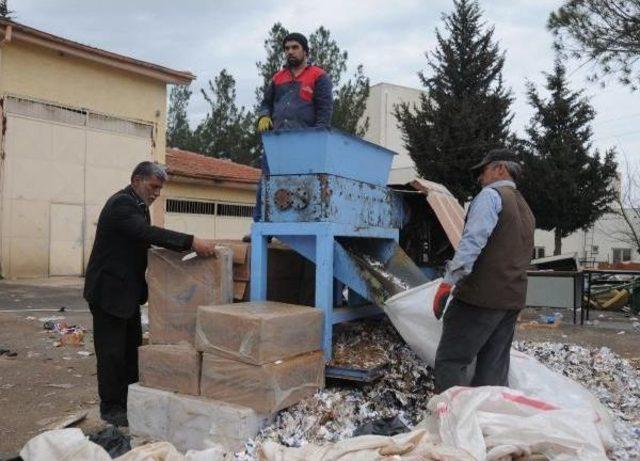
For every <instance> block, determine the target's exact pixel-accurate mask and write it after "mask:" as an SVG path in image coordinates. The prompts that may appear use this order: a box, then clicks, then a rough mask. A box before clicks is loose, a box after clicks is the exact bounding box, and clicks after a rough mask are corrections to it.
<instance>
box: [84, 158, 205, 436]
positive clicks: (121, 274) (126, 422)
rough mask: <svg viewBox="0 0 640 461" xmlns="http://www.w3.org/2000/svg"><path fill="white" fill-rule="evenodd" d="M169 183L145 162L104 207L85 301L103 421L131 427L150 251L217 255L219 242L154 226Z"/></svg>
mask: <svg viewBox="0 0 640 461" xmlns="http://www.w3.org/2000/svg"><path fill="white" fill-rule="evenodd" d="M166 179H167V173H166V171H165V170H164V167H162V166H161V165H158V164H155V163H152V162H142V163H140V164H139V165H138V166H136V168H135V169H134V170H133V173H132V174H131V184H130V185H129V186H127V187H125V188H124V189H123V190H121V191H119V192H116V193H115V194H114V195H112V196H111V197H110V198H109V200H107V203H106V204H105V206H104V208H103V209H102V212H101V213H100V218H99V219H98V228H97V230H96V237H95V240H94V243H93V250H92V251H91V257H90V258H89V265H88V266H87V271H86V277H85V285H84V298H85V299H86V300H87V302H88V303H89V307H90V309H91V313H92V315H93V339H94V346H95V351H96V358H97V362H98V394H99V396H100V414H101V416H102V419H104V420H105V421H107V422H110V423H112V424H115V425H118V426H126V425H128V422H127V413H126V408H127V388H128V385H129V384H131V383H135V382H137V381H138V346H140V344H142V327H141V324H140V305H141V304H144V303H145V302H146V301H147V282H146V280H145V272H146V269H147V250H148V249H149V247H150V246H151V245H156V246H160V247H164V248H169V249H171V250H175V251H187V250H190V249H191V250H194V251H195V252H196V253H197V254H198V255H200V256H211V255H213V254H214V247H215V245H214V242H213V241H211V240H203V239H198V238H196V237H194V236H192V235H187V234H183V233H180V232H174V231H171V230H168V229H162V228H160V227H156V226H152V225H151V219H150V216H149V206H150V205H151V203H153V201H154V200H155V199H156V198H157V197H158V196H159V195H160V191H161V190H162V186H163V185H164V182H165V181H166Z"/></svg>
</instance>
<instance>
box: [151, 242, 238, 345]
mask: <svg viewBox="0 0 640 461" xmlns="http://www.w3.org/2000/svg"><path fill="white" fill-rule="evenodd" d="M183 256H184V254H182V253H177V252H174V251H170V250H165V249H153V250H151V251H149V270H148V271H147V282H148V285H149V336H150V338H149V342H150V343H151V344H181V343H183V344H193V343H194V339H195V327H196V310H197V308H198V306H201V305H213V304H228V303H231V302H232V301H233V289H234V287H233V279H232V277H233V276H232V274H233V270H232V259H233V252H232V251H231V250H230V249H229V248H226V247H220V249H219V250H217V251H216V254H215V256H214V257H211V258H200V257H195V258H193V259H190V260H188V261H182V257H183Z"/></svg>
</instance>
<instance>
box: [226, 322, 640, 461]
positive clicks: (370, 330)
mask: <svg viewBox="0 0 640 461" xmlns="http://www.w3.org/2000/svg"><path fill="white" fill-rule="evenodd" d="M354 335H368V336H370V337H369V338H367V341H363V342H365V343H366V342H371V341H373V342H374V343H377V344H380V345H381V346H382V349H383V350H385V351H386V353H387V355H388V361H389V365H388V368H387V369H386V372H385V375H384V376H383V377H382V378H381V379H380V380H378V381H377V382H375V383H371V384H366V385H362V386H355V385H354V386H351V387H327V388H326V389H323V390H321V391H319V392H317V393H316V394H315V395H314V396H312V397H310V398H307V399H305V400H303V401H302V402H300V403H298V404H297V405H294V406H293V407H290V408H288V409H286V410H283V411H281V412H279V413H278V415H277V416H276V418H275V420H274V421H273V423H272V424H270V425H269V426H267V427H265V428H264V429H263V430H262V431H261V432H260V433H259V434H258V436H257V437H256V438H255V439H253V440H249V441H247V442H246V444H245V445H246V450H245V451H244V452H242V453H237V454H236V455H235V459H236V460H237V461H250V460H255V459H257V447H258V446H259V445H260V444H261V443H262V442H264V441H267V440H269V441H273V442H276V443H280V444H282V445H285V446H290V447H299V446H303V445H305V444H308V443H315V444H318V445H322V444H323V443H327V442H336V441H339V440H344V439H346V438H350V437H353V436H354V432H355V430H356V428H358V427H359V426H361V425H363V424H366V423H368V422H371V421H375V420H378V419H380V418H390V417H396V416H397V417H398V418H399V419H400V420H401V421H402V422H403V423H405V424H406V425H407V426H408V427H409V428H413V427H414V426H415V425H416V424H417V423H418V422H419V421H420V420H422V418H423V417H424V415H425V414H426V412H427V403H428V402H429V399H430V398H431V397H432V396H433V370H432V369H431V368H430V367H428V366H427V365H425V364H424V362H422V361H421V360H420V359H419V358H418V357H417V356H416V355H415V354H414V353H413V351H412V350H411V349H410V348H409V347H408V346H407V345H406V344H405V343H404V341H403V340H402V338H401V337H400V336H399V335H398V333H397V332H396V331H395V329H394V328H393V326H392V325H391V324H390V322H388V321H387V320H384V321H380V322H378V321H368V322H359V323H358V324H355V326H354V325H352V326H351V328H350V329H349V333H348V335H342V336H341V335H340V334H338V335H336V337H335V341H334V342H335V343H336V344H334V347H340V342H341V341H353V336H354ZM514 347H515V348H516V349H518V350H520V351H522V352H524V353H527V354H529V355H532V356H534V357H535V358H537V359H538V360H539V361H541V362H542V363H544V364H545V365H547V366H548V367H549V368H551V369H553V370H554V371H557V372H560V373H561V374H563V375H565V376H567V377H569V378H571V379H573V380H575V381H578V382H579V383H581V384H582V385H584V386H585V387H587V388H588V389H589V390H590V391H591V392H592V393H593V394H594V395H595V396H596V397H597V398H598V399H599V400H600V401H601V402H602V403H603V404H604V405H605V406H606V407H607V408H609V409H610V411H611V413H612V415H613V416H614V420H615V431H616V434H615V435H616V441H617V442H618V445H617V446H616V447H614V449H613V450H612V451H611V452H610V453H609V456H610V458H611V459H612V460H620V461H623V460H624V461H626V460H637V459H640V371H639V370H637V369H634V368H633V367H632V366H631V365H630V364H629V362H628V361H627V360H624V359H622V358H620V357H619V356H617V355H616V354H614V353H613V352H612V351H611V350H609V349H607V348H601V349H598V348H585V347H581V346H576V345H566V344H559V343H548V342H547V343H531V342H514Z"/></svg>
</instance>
********
*What you need to do:*
Update the rows above by changing "positive clicks" to "foreground clicks" everywhere it appears and keeping everything else the same. Leave the pictures out.

*Solution:*
For every <instance> block, determine the target's exact pixel-accurate mask and write it after "mask:" as an SVG path in image coordinates. The prompts that may appear use this order: a box, then clicks, then a rough mask. A box before clicks is loose, a box after clicks is the exact bounding box, and clicks after a rough mask are corrections to it.
<instance>
box: [84, 158, 205, 436]
foreground clicks: (121, 274) (126, 422)
rough mask: <svg viewBox="0 0 640 461" xmlns="http://www.w3.org/2000/svg"><path fill="white" fill-rule="evenodd" d="M169 183L145 162L104 207L85 301L103 421L131 427L150 251L217 255L219 242L154 226Z"/></svg>
mask: <svg viewBox="0 0 640 461" xmlns="http://www.w3.org/2000/svg"><path fill="white" fill-rule="evenodd" d="M166 179H167V173H166V171H165V170H164V167H162V166H161V165H158V164H155V163H152V162H142V163H140V164H139V165H138V166H136V168H135V169H134V170H133V173H132V174H131V184H130V185H129V186H127V187H125V188H124V189H123V190H121V191H119V192H116V193H115V194H114V195H112V196H111V197H110V198H109V200H107V203H106V204H105V206H104V208H103V209H102V212H101V213H100V218H99V219H98V228H97V230H96V237H95V240H94V243H93V250H92V251H91V257H90V258H89V265H88V266H87V271H86V277H85V285H84V298H85V299H86V300H87V302H88V303H89V307H90V309H91V313H92V315H93V339H94V346H95V351H96V358H97V362H98V394H99V396H100V414H101V416H102V419H104V420H105V421H107V422H110V423H112V424H115V425H118V426H126V425H128V422H127V413H126V408H127V388H128V385H129V384H131V383H135V382H137V381H138V346H140V344H142V327H141V324H140V305H141V304H144V303H145V302H146V301H147V282H146V280H145V272H146V269H147V250H148V249H149V247H150V246H151V245H156V246H160V247H164V248H169V249H171V250H175V251H187V250H190V249H191V250H194V251H195V252H196V253H197V254H198V255H200V256H211V255H213V254H214V247H215V245H214V242H213V241H211V240H203V239H198V238H196V237H194V236H192V235H187V234H183V233H180V232H174V231H171V230H168V229H162V228H160V227H156V226H152V225H151V219H150V216H149V206H150V205H151V203H153V201H154V200H155V199H156V198H157V197H158V196H159V195H160V191H161V190H162V186H163V185H164V182H165V181H166Z"/></svg>
</instance>
<instance>
box: [151, 242, 238, 345]
mask: <svg viewBox="0 0 640 461" xmlns="http://www.w3.org/2000/svg"><path fill="white" fill-rule="evenodd" d="M183 256H184V254H182V253H177V252H174V251H170V250H165V249H153V250H151V251H149V270H148V271H147V282H148V285H149V336H150V338H149V342H150V343H151V344H181V343H183V344H193V343H194V339H195V327H196V310H197V308H198V306H201V305H213V304H228V303H231V302H232V301H233V289H234V287H233V279H232V277H233V276H232V274H233V270H232V259H233V252H232V251H231V250H230V249H229V248H226V247H220V249H219V250H217V251H216V254H215V256H214V257H211V258H200V257H195V258H193V259H190V260H188V261H182V257H183Z"/></svg>
</instance>
<instance>
box: [226, 322, 640, 461]
foreground clicks: (370, 330)
mask: <svg viewBox="0 0 640 461" xmlns="http://www.w3.org/2000/svg"><path fill="white" fill-rule="evenodd" d="M354 335H368V336H370V337H369V338H367V341H363V342H365V343H366V342H371V341H373V342H374V343H377V344H380V345H381V346H382V349H383V350H385V351H386V353H387V355H388V361H389V365H388V368H387V369H386V372H385V375H384V376H383V377H382V378H381V379H380V380H378V381H377V382H375V383H371V384H366V385H362V386H355V385H354V386H351V387H327V388H326V389H323V390H321V391H319V392H317V393H316V394H315V395H314V396H312V397H310V398H307V399H305V400H303V401H302V402H300V403H298V404H297V405H294V406H293V407H290V408H288V409H286V410H283V411H281V412H279V413H278V415H277V416H276V418H275V420H274V421H273V423H272V424H270V425H269V426H267V427H265V428H264V429H263V430H262V431H261V432H260V433H259V434H258V436H257V437H256V438H255V439H253V440H249V441H247V442H246V444H245V445H246V450H245V451H244V452H242V453H237V454H236V455H235V459H236V460H237V461H250V460H255V459H257V447H258V446H259V445H260V444H261V443H262V442H264V441H267V440H269V441H273V442H276V443H280V444H282V445H285V446H290V447H299V446H303V445H305V444H308V443H315V444H318V445H322V444H323V443H327V442H336V441H339V440H344V439H346V438H350V437H353V436H354V432H355V430H356V428H358V427H359V426H361V425H363V424H366V423H368V422H371V421H375V420H378V419H380V418H390V417H396V416H397V417H398V418H399V419H400V420H401V421H402V422H403V423H405V424H406V425H407V426H408V427H409V428H413V427H414V426H415V425H416V424H417V423H418V422H419V421H420V420H422V418H423V417H424V415H425V414H426V412H427V403H428V402H429V399H430V398H431V397H432V396H433V370H432V369H431V368H430V367H428V366H427V365H425V364H424V362H422V361H421V360H420V359H419V358H418V357H417V356H416V355H415V354H414V353H413V351H412V350H411V349H410V348H409V347H408V346H407V345H406V344H405V343H404V341H403V340H402V338H401V337H400V336H399V335H398V333H397V332H396V331H395V329H394V328H393V326H392V325H391V324H390V322H388V321H387V320H384V321H380V322H378V321H368V322H359V323H358V324H355V326H354V325H352V326H351V328H350V329H349V333H348V335H342V336H341V335H340V334H338V335H336V337H335V341H334V342H335V343H336V344H334V347H340V342H341V341H353V336H354ZM514 347H515V348H516V349H518V350H520V351H522V352H524V353H527V354H529V355H532V356H534V357H535V358H537V359H538V360H539V361H541V362H542V363H544V364H545V365H547V366H548V367H549V368H551V369H553V370H554V371H557V372H560V373H561V374H563V375H565V376H567V377H569V378H571V379H573V380H575V381H578V382H579V383H581V384H582V385H584V386H585V387H587V388H588V389H589V390H590V391H591V392H592V393H593V394H594V395H595V396H596V397H597V398H598V399H599V400H600V401H601V402H602V403H603V404H604V405H605V406H606V407H607V408H609V409H610V411H611V413H612V415H613V416H614V420H615V431H616V434H615V435H616V441H617V442H618V445H617V446H616V447H614V449H613V450H612V451H611V452H610V453H609V456H610V458H611V459H612V460H620V461H623V460H624V461H626V460H637V459H640V371H639V370H637V369H634V368H633V367H632V366H631V365H630V364H629V362H628V361H627V360H624V359H622V358H620V357H619V356H617V355H616V354H614V353H613V352H612V351H611V350H609V349H607V348H601V349H598V348H585V347H581V346H576V345H566V344H559V343H548V342H547V343H531V342H514Z"/></svg>
</instance>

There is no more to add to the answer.